#### [Metin]

━━━━━━━━━━━━━━━━━━━━

Bana Çocuk Edebiyatının Resmini Çizer misin Sezen Şengül? – Söyleşi

Bilinçli, nitel, kayda değer, saklanmaya değer ilk çiziminizi hatırlıyor musunuz? Ne zaman, nerde, ne çizmiştiniz? Şimdi nerde, ona ne oldu?
Küçük bir çocukken babaannem ve dedemle bir göl kenarında piknik yapmıştık. Sonrasında eve döndüğümde bu anımızı kurşun kalem ile defterimden kopardığım bir kâğıt üzerine resimlemiştim. Mutlu olacağını bildiğim için babaanneme hediye ettim ve uzun bir zaman boyunca odasında bu resim asılı kaldı. Aradan yıllar geçti, ben büyüdüm, babaannem vefat etti. Göl kenarında piknik resmi ise sanırım pencereden uçup gitti. Şimdi nerede bilmiyorum. Yıllar önce gittiğimiz göl Bolu’daki Yeniçağa Gölü’ydü. Bir şehirden diğerine giderken ne zaman o gölün yakınından geçsem bu anım kalbimde varlığını hissettirir. Belki birgün oğlumu da alır o göl kenarına giderim diye düşündüm şimdi. O resmi yeniden çizerim.
Yeteneğinizi nasıl geliştirdiniz? Çocuk kitaplarına çizimlerinizle katılma fikri/fırsatı nasıl doğdu? Kendinizi bu piyasaya nasıl kabul ettirdiniz?

━━━━━━━━━━━━━━━━━━━━

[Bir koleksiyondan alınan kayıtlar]
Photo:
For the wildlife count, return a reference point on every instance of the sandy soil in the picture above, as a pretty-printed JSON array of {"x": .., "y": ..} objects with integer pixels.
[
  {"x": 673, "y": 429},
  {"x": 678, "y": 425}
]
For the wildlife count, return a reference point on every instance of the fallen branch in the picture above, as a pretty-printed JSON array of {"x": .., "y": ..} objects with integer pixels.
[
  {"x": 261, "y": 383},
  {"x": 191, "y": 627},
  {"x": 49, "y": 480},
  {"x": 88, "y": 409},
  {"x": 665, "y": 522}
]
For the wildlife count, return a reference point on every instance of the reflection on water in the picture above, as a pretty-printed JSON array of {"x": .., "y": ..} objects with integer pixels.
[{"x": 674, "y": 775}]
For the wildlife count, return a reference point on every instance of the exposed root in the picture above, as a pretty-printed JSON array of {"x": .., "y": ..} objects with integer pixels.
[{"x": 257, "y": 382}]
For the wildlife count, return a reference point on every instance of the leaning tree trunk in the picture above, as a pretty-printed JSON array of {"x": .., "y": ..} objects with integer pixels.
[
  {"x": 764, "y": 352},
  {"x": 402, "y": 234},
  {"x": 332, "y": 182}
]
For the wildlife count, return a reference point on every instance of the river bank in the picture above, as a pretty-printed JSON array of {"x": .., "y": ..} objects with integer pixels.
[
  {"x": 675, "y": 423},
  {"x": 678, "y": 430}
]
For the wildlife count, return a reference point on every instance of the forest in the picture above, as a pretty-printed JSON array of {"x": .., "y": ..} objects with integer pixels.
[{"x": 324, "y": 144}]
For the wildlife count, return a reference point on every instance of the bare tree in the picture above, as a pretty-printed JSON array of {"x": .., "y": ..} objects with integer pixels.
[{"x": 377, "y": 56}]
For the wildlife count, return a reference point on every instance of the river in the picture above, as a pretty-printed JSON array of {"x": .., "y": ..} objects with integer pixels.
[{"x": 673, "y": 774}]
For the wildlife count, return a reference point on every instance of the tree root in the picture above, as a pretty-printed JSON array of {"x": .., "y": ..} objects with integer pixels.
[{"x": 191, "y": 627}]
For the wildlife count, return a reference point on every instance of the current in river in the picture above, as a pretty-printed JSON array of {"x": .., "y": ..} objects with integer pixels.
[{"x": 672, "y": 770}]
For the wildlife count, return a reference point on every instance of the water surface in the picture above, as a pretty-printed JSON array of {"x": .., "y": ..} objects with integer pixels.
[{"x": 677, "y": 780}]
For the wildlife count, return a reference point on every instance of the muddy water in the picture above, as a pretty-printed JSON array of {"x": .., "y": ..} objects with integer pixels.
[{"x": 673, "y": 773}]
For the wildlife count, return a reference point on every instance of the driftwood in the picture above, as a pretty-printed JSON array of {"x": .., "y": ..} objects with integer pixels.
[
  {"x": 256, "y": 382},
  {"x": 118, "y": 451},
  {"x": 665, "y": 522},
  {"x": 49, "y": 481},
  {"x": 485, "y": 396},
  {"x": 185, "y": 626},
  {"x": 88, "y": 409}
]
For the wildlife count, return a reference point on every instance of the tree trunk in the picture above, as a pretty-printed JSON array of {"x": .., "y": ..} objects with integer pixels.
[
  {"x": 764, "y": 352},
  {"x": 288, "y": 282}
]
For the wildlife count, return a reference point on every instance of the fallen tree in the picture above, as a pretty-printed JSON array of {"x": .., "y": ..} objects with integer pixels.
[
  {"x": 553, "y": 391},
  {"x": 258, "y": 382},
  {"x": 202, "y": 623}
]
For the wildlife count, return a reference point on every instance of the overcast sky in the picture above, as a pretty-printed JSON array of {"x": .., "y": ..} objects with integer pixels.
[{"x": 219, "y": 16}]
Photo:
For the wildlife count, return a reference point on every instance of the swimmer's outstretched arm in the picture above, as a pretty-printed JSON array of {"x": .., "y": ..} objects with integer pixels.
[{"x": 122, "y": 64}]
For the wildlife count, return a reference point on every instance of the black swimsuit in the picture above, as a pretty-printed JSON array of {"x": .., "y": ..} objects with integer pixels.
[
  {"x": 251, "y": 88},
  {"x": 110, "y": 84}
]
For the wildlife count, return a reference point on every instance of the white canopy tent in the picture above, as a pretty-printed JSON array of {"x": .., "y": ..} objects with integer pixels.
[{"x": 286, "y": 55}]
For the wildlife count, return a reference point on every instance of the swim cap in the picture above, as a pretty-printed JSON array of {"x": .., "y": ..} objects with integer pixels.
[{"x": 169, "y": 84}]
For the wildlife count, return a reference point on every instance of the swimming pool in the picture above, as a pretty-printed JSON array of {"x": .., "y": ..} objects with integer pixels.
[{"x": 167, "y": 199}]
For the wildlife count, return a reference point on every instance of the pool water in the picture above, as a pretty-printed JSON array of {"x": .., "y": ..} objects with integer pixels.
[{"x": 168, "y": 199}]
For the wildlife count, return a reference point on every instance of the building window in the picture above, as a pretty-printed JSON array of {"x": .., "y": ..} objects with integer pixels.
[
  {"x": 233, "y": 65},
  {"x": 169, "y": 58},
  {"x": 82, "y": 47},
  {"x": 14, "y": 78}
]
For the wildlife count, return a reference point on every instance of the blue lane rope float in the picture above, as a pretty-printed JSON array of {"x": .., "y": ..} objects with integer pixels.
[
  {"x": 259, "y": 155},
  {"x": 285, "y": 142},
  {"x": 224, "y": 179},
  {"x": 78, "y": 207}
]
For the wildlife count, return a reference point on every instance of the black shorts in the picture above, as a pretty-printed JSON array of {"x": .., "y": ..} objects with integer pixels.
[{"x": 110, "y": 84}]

━━━━━━━━━━━━━━━━━━━━

#### [Alıştırma Yönergeleri]
[1] Söyleşide anlatılan ilk çizimin babaanneye neden hediye edildiğini, söyleşide belirtilen gerekçeye dayanarak bir ila üç cümleyle açıklayınız.
[2] Sezen Şengül ile yapılan söyleşinin devamını, metnin sona erdiği noktadan itibaren yazınız.

#### [Görev Sonuçları]
[1] Göl kenarındaki piknik anısını resmeden çizim, babaannenin bu hediyeden mutlu olacağı bilindiği için ona verilmiştir.

[2]
Aslında resim konusunda yetenekli olduğuma hiç inanmadım. Beni bugüne taşıyan arkamdaki itici güç resmi çok sevmemdi. Bu sevgi öyle çikolatayı çok sevmek filan gibi bir sevgi değil elbette. Resim yaparken ve yaptığım resimler birilerinin kalbine dokunduğunda hayatta kendimi gerçekleştirdiğimi hissediyorum.
Kendimi bildim bileli resim yapardım. Lise yıllarında yaşadığımız evde ve üniversite zamanı yaşadığım öğrenci evimde bir resim köşem vardı. Kendimle baş başa kalıp bu köşede boyaları karıştırmayı, içimden geldiği gibi resim yapmayı çok severdim. Üniversite sonrası araya kurumsal hayat girse de ara ara resim yapmaya devam ettim.
Resimli çocuk kitapları ile gerçek anlamda anne olduktan sonra tanıştım. Çocuk kitaplarındaki resimlerle aramda bir bağ olduğunu ve o tarafa çekildiğimi hissettim. Çocuk kitabı resimlemenin benim için bir tuvale manzara resmi yapıp duvara asmaktan öte, derin anlam taşıdığını fark ettim. Yani şöyle bir şeydi, işin içinde hem resim var hem de ‘çocukluk’. Sonra olanlar oldu. Kurumsal hayatı bıraktım ve tüm zamanımı bu işe ayırmaya karar verdim. Kendini piyasaya kazandırma aşamasının ilk adımı bir portfolyo hazırlamak. Ben de bu şekilde yaptım. İşin en başında resimlediğim hiç bir kitap örneği olmadığı için hayali kitap sayfaları düşündüm ve resimledim. Sonrasında yayınevleri ile tanışmaya başladım.
Çizdiğiniz bir çocuk kitabını elinize aldığınızda kendinizi eserin neresinde hissedersiniz? Mesela kitabı bir film gibi düşünsek, rolünüzü nasıl tanımlarsınız?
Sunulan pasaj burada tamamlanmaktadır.